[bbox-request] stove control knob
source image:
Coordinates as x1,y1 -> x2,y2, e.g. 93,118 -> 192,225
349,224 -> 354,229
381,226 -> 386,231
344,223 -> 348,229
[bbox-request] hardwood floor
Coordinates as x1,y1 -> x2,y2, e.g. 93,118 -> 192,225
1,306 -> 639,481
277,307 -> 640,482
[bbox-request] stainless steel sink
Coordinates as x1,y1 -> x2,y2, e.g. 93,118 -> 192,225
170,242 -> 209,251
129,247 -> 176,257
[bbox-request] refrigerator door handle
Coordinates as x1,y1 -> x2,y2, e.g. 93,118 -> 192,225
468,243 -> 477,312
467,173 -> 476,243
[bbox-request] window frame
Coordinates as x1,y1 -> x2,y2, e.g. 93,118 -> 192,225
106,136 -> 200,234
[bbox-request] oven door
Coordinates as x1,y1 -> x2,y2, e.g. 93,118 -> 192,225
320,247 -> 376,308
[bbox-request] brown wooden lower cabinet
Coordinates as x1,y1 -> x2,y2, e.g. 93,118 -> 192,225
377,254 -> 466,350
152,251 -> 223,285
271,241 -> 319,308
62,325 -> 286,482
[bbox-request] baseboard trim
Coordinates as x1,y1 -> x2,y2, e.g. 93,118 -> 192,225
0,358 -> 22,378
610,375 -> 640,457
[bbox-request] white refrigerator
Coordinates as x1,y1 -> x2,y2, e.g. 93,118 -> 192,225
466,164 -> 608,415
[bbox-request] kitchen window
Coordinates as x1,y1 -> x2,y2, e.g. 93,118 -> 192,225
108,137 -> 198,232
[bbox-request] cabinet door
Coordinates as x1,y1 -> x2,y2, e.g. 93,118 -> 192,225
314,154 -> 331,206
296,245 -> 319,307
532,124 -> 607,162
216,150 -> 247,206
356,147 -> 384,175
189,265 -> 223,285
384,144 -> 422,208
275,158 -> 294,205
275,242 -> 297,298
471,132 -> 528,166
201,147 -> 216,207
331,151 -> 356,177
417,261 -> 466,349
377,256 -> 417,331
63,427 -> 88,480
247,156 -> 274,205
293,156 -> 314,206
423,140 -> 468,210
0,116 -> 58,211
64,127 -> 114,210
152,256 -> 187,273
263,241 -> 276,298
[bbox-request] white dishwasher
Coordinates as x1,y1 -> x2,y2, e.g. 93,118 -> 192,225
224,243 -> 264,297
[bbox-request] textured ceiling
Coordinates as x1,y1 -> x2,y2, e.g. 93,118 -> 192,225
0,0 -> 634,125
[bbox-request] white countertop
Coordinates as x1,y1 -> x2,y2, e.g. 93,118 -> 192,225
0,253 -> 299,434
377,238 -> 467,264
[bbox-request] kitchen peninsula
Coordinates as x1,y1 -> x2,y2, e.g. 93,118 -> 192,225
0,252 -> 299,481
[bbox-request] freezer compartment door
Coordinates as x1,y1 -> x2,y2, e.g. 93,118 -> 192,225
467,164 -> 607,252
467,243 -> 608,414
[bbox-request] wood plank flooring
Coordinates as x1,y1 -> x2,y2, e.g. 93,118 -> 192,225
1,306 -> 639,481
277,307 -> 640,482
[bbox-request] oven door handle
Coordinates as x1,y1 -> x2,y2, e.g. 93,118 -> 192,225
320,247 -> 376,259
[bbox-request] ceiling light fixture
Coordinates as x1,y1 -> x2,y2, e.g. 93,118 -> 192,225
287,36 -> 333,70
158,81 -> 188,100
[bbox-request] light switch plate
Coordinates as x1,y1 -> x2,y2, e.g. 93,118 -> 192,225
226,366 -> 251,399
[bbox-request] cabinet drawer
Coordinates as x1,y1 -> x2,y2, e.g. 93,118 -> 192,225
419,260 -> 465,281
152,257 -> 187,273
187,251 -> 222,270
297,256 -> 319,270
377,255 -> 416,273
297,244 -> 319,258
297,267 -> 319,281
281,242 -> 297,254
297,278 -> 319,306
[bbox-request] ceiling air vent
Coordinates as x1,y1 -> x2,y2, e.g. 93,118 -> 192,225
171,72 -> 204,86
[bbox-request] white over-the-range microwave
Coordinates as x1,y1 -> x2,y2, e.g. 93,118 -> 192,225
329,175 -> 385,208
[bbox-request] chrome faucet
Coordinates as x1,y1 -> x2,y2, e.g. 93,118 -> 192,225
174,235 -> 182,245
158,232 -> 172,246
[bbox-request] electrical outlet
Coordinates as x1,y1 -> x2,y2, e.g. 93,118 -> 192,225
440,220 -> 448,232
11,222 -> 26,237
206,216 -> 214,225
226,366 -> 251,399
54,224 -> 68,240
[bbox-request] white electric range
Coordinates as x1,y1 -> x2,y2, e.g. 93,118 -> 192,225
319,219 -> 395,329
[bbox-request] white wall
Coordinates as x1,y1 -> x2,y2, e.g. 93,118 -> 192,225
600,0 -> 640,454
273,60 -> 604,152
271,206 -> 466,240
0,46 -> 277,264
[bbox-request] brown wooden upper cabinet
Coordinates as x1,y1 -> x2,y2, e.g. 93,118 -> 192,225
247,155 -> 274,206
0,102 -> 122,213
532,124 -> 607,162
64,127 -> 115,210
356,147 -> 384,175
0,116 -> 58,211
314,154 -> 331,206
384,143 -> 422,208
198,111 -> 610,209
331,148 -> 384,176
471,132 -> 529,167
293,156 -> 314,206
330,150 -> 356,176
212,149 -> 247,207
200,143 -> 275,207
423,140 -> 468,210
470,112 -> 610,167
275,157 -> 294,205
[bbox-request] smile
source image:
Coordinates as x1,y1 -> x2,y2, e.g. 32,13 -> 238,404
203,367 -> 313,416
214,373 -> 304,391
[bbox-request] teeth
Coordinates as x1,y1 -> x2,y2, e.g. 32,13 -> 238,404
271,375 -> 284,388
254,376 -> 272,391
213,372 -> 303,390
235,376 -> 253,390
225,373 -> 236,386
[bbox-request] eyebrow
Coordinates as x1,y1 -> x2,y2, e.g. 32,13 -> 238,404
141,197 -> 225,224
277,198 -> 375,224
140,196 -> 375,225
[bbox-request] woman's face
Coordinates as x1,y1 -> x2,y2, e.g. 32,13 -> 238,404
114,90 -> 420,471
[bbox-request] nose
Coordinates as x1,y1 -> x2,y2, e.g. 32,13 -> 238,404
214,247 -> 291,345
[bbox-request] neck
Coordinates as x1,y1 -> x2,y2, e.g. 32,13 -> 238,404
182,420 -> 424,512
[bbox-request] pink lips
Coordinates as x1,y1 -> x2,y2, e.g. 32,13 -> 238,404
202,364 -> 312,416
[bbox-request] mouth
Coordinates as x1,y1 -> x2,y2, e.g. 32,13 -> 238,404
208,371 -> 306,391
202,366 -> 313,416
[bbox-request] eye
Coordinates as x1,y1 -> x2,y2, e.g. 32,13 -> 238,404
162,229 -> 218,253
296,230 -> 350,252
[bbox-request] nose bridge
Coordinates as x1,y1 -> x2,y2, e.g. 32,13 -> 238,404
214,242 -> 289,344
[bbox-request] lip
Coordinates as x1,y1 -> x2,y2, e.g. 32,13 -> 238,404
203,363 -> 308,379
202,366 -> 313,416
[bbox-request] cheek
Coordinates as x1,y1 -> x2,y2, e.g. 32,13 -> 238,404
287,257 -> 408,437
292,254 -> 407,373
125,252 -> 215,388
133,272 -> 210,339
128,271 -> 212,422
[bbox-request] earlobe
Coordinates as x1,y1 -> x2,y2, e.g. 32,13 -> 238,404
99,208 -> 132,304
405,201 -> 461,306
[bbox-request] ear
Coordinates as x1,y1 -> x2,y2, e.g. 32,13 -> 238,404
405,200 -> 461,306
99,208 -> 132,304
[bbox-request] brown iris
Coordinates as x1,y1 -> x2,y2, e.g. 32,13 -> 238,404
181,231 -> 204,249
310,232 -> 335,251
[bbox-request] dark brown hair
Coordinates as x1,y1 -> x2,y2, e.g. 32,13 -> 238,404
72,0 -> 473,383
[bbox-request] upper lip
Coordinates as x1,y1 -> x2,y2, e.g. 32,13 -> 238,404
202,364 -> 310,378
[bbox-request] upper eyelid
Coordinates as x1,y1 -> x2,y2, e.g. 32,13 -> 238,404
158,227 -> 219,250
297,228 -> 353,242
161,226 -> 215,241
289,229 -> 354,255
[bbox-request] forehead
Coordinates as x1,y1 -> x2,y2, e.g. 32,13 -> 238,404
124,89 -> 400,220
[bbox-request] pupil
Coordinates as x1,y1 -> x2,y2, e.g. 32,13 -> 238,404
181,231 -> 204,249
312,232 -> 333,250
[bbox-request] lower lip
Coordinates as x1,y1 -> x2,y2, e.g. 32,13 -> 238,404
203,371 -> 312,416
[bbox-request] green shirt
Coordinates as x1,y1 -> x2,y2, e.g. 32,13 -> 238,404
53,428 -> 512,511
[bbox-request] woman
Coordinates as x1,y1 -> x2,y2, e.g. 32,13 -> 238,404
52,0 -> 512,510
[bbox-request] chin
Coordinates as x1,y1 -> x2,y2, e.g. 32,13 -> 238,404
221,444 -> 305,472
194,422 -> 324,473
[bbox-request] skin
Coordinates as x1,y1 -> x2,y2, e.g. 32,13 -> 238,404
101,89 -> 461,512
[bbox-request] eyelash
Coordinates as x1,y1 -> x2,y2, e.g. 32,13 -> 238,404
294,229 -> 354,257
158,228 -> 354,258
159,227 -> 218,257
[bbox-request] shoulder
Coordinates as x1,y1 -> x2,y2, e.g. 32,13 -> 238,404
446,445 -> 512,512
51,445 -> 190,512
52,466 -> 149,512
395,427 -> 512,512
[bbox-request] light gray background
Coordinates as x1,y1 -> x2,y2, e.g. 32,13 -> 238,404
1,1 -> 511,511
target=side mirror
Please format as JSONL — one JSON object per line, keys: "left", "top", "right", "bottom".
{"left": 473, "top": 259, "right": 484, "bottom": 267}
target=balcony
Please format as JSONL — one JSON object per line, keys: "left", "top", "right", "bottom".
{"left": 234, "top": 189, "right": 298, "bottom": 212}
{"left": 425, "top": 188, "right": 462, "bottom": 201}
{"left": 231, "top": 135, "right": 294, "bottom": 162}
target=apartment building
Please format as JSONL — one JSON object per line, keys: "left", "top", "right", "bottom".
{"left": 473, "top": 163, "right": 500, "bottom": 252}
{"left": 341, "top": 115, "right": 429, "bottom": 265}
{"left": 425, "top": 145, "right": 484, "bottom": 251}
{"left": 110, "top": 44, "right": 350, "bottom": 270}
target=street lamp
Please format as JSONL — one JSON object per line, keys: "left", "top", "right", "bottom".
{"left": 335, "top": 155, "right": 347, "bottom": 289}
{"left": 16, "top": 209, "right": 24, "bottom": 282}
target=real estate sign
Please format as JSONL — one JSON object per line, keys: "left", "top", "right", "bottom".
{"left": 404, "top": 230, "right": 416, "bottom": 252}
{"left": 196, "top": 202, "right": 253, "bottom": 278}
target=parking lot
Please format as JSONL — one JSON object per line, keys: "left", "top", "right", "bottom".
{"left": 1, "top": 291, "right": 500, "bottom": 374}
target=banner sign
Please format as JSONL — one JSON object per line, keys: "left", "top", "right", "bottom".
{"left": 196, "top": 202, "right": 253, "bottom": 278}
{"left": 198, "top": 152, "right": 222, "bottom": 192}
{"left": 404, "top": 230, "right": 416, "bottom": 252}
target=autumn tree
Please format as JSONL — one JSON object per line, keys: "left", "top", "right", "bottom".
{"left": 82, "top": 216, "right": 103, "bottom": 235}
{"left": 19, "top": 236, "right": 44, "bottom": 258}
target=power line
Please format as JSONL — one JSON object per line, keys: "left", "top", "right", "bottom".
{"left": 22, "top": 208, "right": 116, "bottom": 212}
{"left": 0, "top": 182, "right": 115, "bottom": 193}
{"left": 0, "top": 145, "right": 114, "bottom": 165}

- - - -

= ASSIGNMENT =
Output nothing but the lines from the one containing "target=power line" to the end of the listing, both of those included, exactly as given.

= SOLVED PROBLEM =
target=power line
Please format as JSONL — one JSON object per line, keys: "left", "top", "right", "bottom".
{"left": 22, "top": 208, "right": 116, "bottom": 212}
{"left": 0, "top": 182, "right": 115, "bottom": 193}
{"left": 0, "top": 145, "right": 114, "bottom": 165}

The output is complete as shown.